• PROBLEM STATEMENT
Nothing but the records, transcribed verbatim and stripped of images, should appear in the answer.

—————

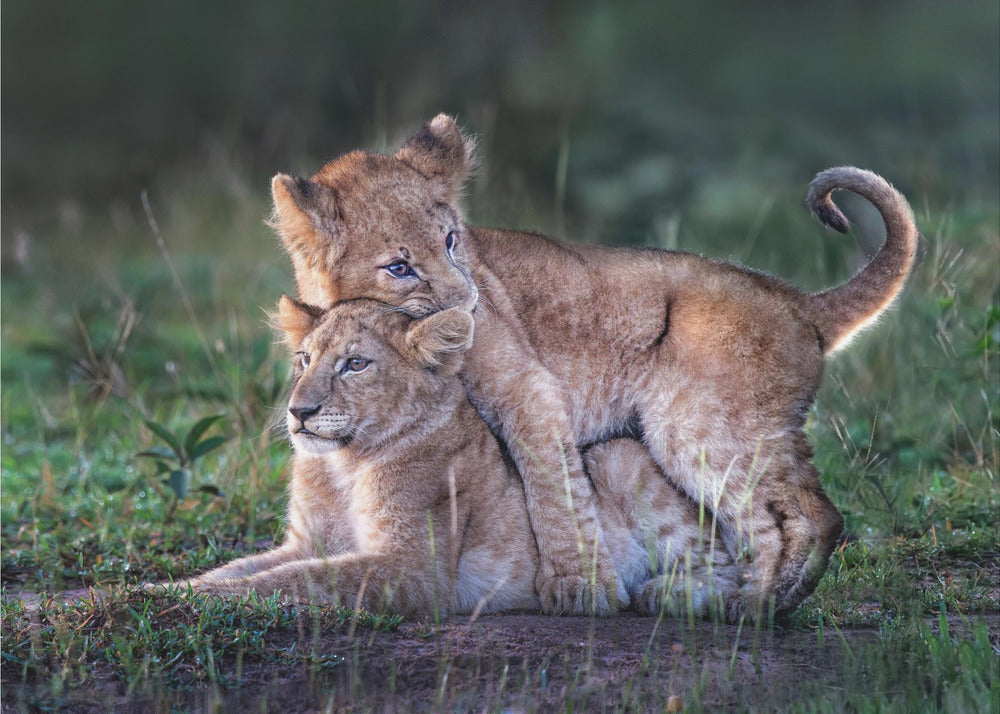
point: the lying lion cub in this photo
(716, 366)
(402, 499)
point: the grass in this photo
(132, 310)
(905, 433)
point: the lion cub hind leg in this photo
(767, 499)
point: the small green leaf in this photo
(179, 482)
(167, 436)
(209, 444)
(214, 490)
(197, 431)
(158, 452)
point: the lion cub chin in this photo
(402, 500)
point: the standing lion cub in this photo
(716, 366)
(401, 498)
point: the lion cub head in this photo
(382, 227)
(366, 374)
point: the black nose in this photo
(302, 413)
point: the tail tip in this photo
(828, 214)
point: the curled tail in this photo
(841, 312)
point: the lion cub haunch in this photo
(714, 364)
(401, 498)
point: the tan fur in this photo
(401, 498)
(715, 365)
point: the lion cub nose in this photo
(303, 413)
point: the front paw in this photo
(576, 595)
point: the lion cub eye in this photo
(400, 269)
(354, 365)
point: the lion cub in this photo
(401, 497)
(714, 365)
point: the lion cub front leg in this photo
(373, 581)
(523, 404)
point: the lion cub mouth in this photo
(339, 441)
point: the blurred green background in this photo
(683, 125)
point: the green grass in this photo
(905, 433)
(686, 139)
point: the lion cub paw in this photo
(698, 600)
(575, 595)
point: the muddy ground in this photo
(513, 663)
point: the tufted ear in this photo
(440, 340)
(301, 209)
(294, 320)
(442, 154)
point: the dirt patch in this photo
(509, 662)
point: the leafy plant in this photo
(179, 456)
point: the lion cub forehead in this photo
(362, 173)
(357, 324)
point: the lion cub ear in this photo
(302, 207)
(439, 341)
(294, 320)
(442, 154)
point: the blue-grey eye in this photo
(400, 269)
(355, 364)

—————

• RESPONSE
point: the lying lion cub in this photo
(716, 366)
(402, 499)
point: the grass in this photo
(132, 310)
(905, 433)
point: the lion cub hind leg in this photo
(767, 499)
point: the small green leaf in this photo
(179, 482)
(167, 436)
(209, 444)
(214, 490)
(197, 431)
(158, 452)
point: the lion cub chin in this photo
(402, 500)
point: the standing lion cub in this photo
(716, 366)
(401, 498)
point: the lion cub head in this photo
(382, 227)
(366, 374)
point: the black nose in this photo
(302, 413)
point: the tail tip in this photo
(828, 214)
point: the curled tail in this photo
(841, 312)
point: the lion cub haunch in this photo
(714, 364)
(401, 498)
point: the tan fur in this photo
(401, 498)
(715, 365)
point: the lion cub nose in this photo
(303, 413)
point: the front paw in this photo
(576, 595)
point: the lion cub eye in this photo
(400, 269)
(354, 365)
point: the lion cub in this photo
(401, 497)
(714, 365)
point: the lion cub front leg in this photo
(373, 581)
(523, 404)
point: the lion cub mouth in this photo
(339, 441)
point: the blurred green background in this photo
(683, 125)
point: the green grass in this photo
(905, 433)
(686, 139)
point: the lion cub paw in this photo
(698, 600)
(575, 595)
point: the muddy ground in this photo
(513, 663)
point: the tufted ear in this photo
(440, 340)
(301, 209)
(294, 320)
(442, 154)
point: the dirt patch in this photo
(509, 662)
point: the leafy plant in this photo
(179, 456)
point: the lion cub forehead in this photo
(362, 173)
(357, 324)
point: the lion cub ear in this photo
(302, 207)
(439, 341)
(294, 320)
(442, 154)
point: the blue-grey eye in this photo
(400, 269)
(355, 364)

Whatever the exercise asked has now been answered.